## ASSIGNED TASK
Output exactly the lines from the one containing "Could you please point to the lobed" to the last line of the material, inclusive, and nothing more.
=== Begin Enclosure ===
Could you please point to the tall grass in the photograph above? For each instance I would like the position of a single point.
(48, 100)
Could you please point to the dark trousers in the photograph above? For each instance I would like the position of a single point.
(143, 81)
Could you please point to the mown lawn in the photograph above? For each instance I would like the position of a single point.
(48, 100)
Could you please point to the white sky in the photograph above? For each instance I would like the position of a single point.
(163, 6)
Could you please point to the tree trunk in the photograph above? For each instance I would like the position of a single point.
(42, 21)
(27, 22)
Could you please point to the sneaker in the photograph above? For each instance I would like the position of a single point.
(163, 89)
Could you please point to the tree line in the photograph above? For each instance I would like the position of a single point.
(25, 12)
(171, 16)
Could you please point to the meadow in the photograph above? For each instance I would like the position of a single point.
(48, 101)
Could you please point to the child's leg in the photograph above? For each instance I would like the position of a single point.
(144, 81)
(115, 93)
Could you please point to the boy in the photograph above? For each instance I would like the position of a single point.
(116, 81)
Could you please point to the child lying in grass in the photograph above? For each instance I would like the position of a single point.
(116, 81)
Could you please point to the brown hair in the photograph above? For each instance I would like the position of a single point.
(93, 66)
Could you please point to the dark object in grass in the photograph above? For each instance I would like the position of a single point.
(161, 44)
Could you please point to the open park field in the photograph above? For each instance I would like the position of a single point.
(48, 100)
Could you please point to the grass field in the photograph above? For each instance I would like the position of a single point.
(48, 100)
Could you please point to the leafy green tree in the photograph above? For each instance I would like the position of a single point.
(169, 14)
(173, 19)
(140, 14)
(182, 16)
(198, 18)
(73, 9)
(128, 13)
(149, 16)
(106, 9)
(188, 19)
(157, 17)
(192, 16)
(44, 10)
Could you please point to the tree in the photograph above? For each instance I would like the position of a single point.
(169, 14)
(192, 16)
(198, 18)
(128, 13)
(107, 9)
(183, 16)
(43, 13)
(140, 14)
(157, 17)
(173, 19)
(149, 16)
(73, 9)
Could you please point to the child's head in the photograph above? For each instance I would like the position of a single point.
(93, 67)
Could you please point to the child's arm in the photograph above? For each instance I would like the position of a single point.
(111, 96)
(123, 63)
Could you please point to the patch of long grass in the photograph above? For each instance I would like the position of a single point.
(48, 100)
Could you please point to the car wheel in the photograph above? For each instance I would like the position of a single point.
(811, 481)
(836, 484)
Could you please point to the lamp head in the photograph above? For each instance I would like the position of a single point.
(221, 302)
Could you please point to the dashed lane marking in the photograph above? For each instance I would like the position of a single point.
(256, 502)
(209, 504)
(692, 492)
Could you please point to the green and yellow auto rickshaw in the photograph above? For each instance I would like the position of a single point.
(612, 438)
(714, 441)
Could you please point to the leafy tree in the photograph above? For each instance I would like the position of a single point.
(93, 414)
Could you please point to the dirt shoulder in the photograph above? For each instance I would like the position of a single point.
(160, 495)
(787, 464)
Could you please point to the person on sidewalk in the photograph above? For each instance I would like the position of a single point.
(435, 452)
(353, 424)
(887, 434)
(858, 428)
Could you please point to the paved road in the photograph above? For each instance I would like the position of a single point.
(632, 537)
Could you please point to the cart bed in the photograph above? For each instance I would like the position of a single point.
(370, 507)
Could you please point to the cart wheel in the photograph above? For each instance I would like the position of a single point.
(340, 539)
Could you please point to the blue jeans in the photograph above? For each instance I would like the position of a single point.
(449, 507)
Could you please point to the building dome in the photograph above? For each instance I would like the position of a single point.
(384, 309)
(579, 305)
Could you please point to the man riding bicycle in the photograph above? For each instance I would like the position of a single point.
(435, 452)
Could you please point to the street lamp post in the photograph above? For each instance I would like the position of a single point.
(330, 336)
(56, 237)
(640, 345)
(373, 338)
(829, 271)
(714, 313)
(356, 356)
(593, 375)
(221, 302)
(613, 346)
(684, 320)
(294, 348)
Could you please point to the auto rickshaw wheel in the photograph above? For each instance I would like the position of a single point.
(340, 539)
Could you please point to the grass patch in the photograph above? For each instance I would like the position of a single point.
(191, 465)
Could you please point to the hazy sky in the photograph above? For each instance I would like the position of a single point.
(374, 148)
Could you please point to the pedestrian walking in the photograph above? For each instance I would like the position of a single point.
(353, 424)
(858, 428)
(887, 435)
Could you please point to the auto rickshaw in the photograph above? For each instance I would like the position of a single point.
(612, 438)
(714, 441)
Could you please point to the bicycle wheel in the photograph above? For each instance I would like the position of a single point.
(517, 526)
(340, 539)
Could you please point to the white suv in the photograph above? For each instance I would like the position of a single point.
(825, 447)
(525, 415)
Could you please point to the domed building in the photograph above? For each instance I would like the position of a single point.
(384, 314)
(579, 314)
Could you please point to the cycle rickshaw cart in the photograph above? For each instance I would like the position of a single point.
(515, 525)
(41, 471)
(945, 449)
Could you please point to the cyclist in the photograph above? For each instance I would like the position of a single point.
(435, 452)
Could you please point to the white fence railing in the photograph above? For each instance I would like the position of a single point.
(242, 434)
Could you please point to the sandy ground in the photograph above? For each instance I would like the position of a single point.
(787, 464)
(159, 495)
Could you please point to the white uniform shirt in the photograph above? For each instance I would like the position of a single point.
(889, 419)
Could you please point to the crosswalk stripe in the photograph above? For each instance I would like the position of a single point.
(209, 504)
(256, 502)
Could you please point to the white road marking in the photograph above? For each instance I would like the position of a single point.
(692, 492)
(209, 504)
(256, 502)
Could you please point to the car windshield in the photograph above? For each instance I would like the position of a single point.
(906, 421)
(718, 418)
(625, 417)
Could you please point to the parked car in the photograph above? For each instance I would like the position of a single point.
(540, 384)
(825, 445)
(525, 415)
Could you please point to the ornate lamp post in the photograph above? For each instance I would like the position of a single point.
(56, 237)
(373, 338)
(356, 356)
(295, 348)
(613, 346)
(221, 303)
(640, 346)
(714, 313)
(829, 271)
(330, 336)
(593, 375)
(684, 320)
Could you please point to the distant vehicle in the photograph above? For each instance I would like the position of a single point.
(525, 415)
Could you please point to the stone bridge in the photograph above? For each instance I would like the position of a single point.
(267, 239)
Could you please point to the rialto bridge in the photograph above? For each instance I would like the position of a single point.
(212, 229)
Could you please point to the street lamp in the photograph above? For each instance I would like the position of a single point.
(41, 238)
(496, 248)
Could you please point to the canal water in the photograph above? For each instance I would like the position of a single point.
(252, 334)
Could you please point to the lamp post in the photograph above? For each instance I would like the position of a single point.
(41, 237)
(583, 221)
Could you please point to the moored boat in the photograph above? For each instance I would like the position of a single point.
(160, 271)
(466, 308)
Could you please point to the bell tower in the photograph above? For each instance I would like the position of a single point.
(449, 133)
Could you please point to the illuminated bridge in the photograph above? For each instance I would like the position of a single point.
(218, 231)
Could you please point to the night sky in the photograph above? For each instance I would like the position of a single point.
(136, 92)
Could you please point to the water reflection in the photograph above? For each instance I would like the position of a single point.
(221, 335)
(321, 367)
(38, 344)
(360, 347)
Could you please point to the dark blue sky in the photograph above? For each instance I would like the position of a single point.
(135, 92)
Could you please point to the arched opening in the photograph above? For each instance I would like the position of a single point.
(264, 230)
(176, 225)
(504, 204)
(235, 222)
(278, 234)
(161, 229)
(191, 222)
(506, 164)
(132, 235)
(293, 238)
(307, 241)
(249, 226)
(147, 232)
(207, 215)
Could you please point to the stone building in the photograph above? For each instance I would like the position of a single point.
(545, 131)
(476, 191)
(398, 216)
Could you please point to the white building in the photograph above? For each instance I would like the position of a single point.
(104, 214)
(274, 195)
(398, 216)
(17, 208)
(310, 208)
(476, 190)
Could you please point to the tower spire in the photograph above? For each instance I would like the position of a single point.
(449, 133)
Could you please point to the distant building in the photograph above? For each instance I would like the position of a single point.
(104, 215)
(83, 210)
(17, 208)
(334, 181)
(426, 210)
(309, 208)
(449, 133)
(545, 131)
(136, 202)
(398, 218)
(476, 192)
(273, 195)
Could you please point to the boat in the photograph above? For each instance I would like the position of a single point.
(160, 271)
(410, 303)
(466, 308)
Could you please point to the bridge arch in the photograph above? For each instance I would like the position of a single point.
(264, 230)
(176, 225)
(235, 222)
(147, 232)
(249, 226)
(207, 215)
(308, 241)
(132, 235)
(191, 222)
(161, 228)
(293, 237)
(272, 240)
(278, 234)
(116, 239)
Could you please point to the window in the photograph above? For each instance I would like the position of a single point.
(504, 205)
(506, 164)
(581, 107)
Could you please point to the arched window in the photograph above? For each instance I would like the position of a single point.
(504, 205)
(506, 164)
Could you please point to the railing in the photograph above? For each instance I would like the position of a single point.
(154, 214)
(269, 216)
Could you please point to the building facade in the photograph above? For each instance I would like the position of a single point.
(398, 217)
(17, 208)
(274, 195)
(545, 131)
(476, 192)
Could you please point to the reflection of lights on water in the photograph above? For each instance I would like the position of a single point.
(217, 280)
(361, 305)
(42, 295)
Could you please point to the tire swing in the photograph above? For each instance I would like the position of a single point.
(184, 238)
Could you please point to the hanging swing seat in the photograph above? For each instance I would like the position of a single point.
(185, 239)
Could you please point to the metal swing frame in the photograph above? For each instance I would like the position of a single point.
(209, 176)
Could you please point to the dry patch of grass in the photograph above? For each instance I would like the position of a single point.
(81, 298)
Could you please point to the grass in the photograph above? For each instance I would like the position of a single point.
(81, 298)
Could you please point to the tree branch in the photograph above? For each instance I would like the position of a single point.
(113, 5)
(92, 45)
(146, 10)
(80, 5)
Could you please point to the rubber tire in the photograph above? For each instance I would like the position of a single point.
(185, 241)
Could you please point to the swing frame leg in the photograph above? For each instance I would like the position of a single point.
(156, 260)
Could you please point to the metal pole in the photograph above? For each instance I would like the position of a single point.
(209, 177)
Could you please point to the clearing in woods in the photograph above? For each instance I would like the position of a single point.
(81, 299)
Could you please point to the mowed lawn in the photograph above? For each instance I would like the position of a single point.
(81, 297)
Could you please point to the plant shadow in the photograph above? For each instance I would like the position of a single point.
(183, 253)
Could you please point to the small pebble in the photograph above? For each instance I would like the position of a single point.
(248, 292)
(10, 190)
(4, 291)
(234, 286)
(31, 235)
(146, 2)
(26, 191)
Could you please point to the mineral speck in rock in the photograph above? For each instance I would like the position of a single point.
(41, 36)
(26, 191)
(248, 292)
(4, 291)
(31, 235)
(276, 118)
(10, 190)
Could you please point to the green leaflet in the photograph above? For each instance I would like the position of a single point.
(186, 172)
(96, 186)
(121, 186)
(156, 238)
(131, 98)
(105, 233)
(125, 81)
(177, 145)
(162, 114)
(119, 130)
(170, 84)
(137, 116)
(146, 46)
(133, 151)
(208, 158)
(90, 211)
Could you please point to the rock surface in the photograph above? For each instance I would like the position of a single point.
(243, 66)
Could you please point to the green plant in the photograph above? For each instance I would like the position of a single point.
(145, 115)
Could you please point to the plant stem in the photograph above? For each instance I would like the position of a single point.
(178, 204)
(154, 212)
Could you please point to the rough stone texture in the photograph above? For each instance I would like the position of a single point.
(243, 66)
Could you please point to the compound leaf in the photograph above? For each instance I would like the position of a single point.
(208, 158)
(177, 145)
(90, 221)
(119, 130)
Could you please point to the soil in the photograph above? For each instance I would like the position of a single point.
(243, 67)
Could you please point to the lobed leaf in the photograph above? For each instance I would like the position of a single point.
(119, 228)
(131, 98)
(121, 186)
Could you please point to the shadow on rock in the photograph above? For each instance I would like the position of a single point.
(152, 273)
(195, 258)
=== End Enclosure ===
## EXERCISE RESPONSE
Could you please point to the lobed leaf in the photograph above? For each instance I would like the position of a single point.
(119, 228)
(131, 98)
(121, 186)
Could you please point to the shadow on rock in the photograph above? For each instance I would like the position of a single point.
(152, 273)
(195, 258)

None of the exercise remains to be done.